** Quoted passage follows **
Sunday, August 17, 2014

Different Farming Styles

I get asked a lot of questions about how I'm farming, what method do I use to grow our food. People often are looking for the ultimate answer, the one true method to raise food for themselves. Well, there isn't any one true method, I tell them. It all depends.....on a lot of different factors. Every person has to decide and discover for themselves what works for them. 

To develop what works for me, I had to make a lot of decisions. Did I want to use the chemical approach, organic, biodynamic, permaculture, natural farming, etc? But why not use a mix of these methods? The purists act like one cannot use a little of this, a bit of that. But I've found that small growers working "down in the trenches" have no qualms of mixing the methods. I talk with plenty of successful small growers who do not adhere to any one particular farming philosophy.
** End of Quoted passage **
* **Work to complete**:
Can you reproduce, word for word, the part of the farming-styles post between "I get asked" and "particular farming philosophy.", inclusive?
** Listed records follows **
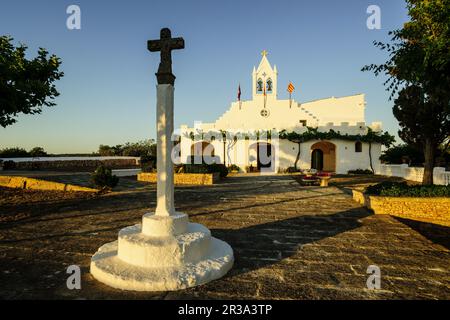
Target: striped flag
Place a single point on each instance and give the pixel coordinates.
(291, 87)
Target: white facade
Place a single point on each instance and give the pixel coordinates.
(266, 113)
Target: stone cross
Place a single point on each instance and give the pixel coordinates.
(166, 44)
(164, 121)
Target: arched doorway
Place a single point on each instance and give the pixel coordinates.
(264, 155)
(202, 151)
(317, 159)
(323, 156)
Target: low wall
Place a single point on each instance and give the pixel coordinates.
(440, 176)
(37, 184)
(183, 178)
(88, 164)
(432, 210)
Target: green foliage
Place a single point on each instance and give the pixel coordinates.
** End of Listed records **
* **Final answer**:
I get asked a lot of questions about how I'm farming, what method do I use to grow our food. People often are looking for the ultimate answer, the one true method to raise food for themselves. Well, there isn't any one true method, I tell them. It all depends.....on a lot of different factors. Every person has to decide and discover for themselves what works for them. 

To develop what works for me, I had to make a lot of decisions. Did I want to use the chemical approach, organic, biodynamic, permaculture, natural farming, etc? But why not use a mix of these methods? The purists act like one cannot use a little of this, a bit of that. But I've found that small growers working "down in the trenches" have no qualms of mixing the methods. I talk with plenty of successful small growers who do not adhere to any one particular farming philosophy.